* start *
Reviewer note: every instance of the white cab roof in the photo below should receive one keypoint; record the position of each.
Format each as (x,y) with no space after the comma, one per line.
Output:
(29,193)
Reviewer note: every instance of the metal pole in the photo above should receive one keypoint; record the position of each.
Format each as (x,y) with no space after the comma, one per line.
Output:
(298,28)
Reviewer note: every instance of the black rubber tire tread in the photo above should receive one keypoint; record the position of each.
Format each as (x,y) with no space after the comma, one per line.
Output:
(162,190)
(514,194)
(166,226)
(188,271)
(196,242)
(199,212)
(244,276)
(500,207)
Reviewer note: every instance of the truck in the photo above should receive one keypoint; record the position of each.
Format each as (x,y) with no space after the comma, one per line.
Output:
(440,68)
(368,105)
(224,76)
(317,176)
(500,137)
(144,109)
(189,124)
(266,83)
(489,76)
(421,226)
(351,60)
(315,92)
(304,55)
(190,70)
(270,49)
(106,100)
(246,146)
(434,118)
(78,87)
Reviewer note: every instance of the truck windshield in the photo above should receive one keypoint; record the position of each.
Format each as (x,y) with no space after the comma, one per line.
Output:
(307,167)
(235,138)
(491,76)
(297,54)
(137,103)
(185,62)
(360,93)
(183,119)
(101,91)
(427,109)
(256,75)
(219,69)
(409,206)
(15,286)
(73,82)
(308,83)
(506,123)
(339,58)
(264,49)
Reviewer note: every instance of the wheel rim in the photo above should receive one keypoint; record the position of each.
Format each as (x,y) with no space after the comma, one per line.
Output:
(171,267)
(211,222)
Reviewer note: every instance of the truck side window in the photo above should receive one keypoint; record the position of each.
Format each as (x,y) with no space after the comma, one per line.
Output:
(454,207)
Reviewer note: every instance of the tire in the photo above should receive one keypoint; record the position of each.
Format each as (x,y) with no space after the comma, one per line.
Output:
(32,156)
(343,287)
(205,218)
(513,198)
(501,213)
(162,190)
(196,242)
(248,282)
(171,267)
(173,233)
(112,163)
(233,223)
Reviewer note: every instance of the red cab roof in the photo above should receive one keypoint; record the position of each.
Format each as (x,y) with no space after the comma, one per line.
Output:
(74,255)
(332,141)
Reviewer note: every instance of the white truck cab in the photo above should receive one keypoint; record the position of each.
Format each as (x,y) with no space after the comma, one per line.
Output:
* end *
**Written request**
Reproduce the data verbatim, from the line containing "Reviewer note: every instance of the tire" through the end of the data.

**Output for this task**
Reviewer note: every instance of the tire in the photo above should receive one keypoint; record the position of each.
Format each as (x,y) with no space after the comma, one per line.
Output:
(32,156)
(343,287)
(205,218)
(513,198)
(501,213)
(162,190)
(196,242)
(248,282)
(171,267)
(173,233)
(112,163)
(233,223)
Reviewer note: every instance of the red cab roof in the photo above should receive one keypoint; record the position of each.
Format each as (x,y) with no space after the comma, one per line.
Output:
(74,255)
(332,141)
Reviewer note: every instance of the white truck cab in the photo above should receive one keypoint; record the position of each.
Format each as (x,y) with no space after the comma, one per line.
Output:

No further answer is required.